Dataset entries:
——
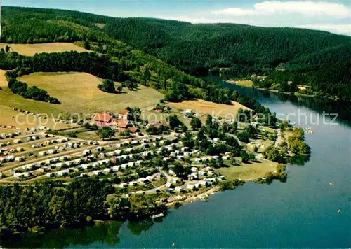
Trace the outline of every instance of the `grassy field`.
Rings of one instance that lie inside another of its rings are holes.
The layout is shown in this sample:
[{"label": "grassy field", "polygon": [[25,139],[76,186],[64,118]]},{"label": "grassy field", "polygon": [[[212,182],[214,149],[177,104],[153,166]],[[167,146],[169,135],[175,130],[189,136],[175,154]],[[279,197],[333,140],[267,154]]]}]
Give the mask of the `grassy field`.
[{"label": "grassy field", "polygon": [[[13,94],[7,87],[4,87],[0,90],[0,124],[14,125],[22,129],[25,128],[35,128],[39,125],[48,127],[55,127],[55,129],[62,129],[68,127],[68,124],[59,124],[55,122],[52,118],[44,120],[41,118],[34,118],[32,115],[25,115],[12,109],[13,107],[23,109],[30,109],[36,113],[46,113],[45,111],[50,110],[47,103],[35,101],[31,99],[22,98],[20,96]],[[42,105],[41,106],[40,105]],[[46,113],[52,113],[47,112]],[[10,131],[9,131],[10,132]]]},{"label": "grassy field", "polygon": [[262,177],[267,171],[274,171],[278,164],[265,159],[260,162],[242,164],[241,166],[233,166],[230,168],[217,169],[216,171],[227,180],[240,178],[244,180],[252,180]]},{"label": "grassy field", "polygon": [[156,105],[164,97],[143,85],[133,91],[125,90],[122,94],[104,92],[97,87],[102,80],[85,73],[36,73],[20,80],[46,90],[61,101],[61,105],[55,105],[58,108],[69,113],[118,112],[126,106],[144,108]]},{"label": "grassy field", "polygon": [[0,43],[0,48],[6,45],[11,47],[11,51],[27,56],[33,56],[41,52],[61,52],[65,51],[88,52],[84,48],[79,47],[74,43],[53,43],[41,44],[9,44]]},{"label": "grassy field", "polygon": [[[7,87],[0,90],[0,124],[13,124],[21,129],[34,127],[39,124],[61,129],[67,124],[57,124],[60,113],[84,113],[87,116],[101,111],[118,112],[126,106],[146,108],[156,105],[163,94],[157,91],[140,85],[139,90],[126,90],[123,94],[109,94],[99,90],[100,78],[84,73],[36,73],[20,78],[29,85],[42,88],[53,97],[57,97],[62,104],[52,104],[25,99],[14,94]],[[119,83],[117,83],[118,85]],[[46,113],[47,120],[36,118],[13,111],[13,107],[28,110],[34,113]],[[16,122],[16,115],[18,116]],[[15,118],[13,118],[14,117]],[[22,124],[19,124],[21,123]]]},{"label": "grassy field", "polygon": [[178,109],[191,109],[197,113],[198,116],[203,116],[207,114],[223,117],[227,118],[234,118],[236,117],[239,108],[247,109],[247,107],[237,103],[232,102],[232,105],[217,104],[206,101],[201,99],[187,100],[180,103],[170,103],[169,106]]}]

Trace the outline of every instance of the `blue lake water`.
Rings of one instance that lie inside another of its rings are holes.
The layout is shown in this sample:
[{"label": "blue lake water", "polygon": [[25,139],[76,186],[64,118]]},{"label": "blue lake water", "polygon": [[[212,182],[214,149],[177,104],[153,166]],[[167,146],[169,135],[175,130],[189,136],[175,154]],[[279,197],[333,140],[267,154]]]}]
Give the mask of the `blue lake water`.
[{"label": "blue lake water", "polygon": [[[247,183],[211,197],[208,202],[171,209],[161,222],[111,222],[52,231],[4,246],[171,248],[174,242],[176,248],[350,248],[351,127],[341,119],[336,120],[338,124],[322,124],[320,115],[323,110],[333,111],[347,119],[350,115],[345,110],[350,110],[350,106],[313,99],[289,100],[280,94],[233,87],[277,113],[307,115],[301,126],[314,131],[305,135],[312,155],[304,165],[287,166],[286,183]],[[293,115],[290,120],[296,121]]]}]

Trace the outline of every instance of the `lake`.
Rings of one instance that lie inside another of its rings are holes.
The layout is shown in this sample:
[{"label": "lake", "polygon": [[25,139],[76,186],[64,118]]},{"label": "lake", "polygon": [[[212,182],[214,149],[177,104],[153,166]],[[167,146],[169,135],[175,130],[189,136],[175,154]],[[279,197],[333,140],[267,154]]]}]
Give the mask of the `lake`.
[{"label": "lake", "polygon": [[[223,83],[225,85],[225,83]],[[287,165],[288,180],[246,183],[208,202],[171,209],[160,222],[108,222],[97,227],[26,235],[4,247],[350,248],[351,246],[351,126],[350,104],[324,102],[225,85],[246,92],[300,126],[312,155]],[[322,113],[340,113],[333,117]],[[295,115],[293,115],[295,114]],[[306,116],[305,116],[305,114]],[[302,118],[301,118],[302,117]],[[307,117],[307,118],[305,118]],[[318,124],[317,124],[318,123]],[[334,184],[333,187],[329,183]],[[338,210],[341,212],[338,214]]]}]

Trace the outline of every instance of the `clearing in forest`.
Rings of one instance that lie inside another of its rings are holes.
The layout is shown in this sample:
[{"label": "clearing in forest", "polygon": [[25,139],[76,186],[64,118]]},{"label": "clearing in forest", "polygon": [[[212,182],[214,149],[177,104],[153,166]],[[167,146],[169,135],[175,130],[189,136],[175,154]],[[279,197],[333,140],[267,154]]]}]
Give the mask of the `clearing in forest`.
[{"label": "clearing in forest", "polygon": [[41,52],[62,52],[72,50],[77,52],[89,52],[84,48],[81,48],[74,43],[69,43],[40,44],[0,43],[1,48],[4,48],[6,45],[8,45],[11,48],[10,51],[17,52],[20,55],[27,56],[33,56],[37,53]]},{"label": "clearing in forest", "polygon": [[7,86],[6,78],[5,78],[5,73],[6,71],[0,70],[0,87]]},{"label": "clearing in forest", "polygon": [[234,118],[239,108],[248,109],[237,102],[232,101],[232,105],[226,105],[197,99],[187,100],[180,103],[170,103],[169,106],[178,109],[191,109],[198,116],[209,114],[227,118]]}]

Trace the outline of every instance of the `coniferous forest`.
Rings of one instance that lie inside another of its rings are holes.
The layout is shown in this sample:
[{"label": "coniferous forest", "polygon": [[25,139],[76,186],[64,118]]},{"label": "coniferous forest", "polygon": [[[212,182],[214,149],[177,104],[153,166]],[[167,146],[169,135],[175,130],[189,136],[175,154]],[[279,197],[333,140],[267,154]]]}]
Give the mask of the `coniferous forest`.
[{"label": "coniferous forest", "polygon": [[[270,83],[258,86],[278,85],[279,90],[293,92],[296,85],[303,85],[318,95],[351,99],[351,38],[346,36],[293,28],[114,18],[58,10],[5,7],[2,13],[2,42],[88,40],[98,43],[102,50],[107,37],[114,37],[193,76],[220,73],[232,79],[272,76]],[[287,89],[289,81],[293,86]]]}]

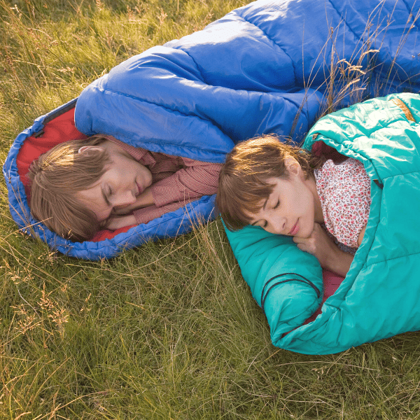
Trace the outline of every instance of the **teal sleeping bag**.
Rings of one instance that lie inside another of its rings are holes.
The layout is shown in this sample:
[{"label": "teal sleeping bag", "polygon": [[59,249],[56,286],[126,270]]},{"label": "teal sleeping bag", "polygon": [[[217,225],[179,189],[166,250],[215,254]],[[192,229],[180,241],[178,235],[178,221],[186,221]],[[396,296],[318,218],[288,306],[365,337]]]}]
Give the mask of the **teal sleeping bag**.
[{"label": "teal sleeping bag", "polygon": [[372,204],[350,270],[314,321],[303,325],[322,300],[315,257],[260,227],[227,230],[273,344],[326,354],[419,330],[420,96],[394,94],[330,114],[303,147],[318,141],[363,162]]}]

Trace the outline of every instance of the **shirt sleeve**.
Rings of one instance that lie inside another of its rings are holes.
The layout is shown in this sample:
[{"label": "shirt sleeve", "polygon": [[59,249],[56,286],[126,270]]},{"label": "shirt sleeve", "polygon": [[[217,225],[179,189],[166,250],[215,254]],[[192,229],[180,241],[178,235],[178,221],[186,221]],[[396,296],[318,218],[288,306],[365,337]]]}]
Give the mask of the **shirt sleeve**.
[{"label": "shirt sleeve", "polygon": [[333,169],[324,190],[324,222],[340,242],[358,248],[359,234],[369,218],[370,179],[363,165],[354,159]]},{"label": "shirt sleeve", "polygon": [[151,186],[150,190],[157,207],[176,202],[181,202],[183,205],[192,199],[217,192],[222,164],[187,158],[183,158],[183,160],[186,168],[178,169]]}]

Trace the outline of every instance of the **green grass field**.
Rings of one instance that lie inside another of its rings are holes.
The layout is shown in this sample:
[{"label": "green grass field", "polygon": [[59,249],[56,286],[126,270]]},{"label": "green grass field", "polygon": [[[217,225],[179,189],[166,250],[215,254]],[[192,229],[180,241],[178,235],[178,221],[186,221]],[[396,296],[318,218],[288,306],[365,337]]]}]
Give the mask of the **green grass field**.
[{"label": "green grass field", "polygon": [[[0,0],[0,159],[127,57],[247,0]],[[218,220],[111,260],[22,235],[0,183],[0,419],[420,417],[420,340],[272,346]]]}]

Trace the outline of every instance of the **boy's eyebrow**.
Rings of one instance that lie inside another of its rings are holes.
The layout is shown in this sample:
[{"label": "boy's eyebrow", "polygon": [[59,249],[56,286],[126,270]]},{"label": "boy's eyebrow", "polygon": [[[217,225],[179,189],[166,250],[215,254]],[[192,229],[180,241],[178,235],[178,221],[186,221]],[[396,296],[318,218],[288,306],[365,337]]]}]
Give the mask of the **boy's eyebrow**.
[{"label": "boy's eyebrow", "polygon": [[105,194],[105,191],[104,191],[103,188],[101,188],[101,192],[102,193],[102,197],[104,197],[104,200],[106,203],[106,205],[111,206],[111,203],[109,202],[109,200],[108,200],[108,197],[106,197],[106,194]]}]

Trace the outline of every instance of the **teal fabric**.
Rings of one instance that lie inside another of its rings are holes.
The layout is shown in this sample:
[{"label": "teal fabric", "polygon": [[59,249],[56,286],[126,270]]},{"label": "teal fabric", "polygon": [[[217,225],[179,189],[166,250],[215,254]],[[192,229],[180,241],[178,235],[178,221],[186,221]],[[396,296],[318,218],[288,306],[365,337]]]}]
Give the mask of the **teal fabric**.
[{"label": "teal fabric", "polygon": [[[393,99],[407,105],[415,122]],[[309,132],[305,148],[321,141],[363,163],[372,180],[372,204],[350,270],[315,321],[302,325],[318,301],[309,284],[288,282],[270,290],[264,306],[275,346],[332,354],[420,329],[419,122],[420,96],[395,94],[327,115]],[[317,261],[290,238],[255,227],[227,232],[258,304],[274,275],[294,272],[288,277],[305,277],[321,287]]]}]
——
WHAT IS EXPECTED ▸ Give as a JSON list of strings, one per line and skipping blank lines, the lines of the material above starting with the line that contains "Trace the outline of every instance of the **teal fabric**." and going on through the end of the material.

RESPONSE BELOW ▸
[
  "Trace the outline of every instance of the **teal fabric**.",
  "Rings of one instance that lie inside another of its rings are holes.",
  "The layout is shown in this sample:",
  "[{\"label\": \"teal fabric\", \"polygon\": [[59,249],[56,286],[126,270]]},{\"label\": \"teal fabric\", \"polygon\": [[[217,225],[179,189],[166,250],[215,254]],[[192,229],[180,241],[178,235],[178,221],[186,221]],[[396,296],[318,218],[288,306],[365,337]]]}]",
  "Give the mask of the **teal fabric**.",
  "[{\"label\": \"teal fabric\", \"polygon\": [[[393,99],[407,105],[415,122]],[[309,132],[305,148],[321,141],[363,163],[372,180],[372,204],[350,270],[315,321],[302,325],[318,301],[309,284],[288,282],[270,290],[264,306],[275,346],[332,354],[420,329],[419,122],[420,96],[395,94],[327,115]],[[317,261],[290,238],[255,227],[227,232],[258,304],[274,275],[294,272],[288,277],[305,277],[321,287]]]}]"
]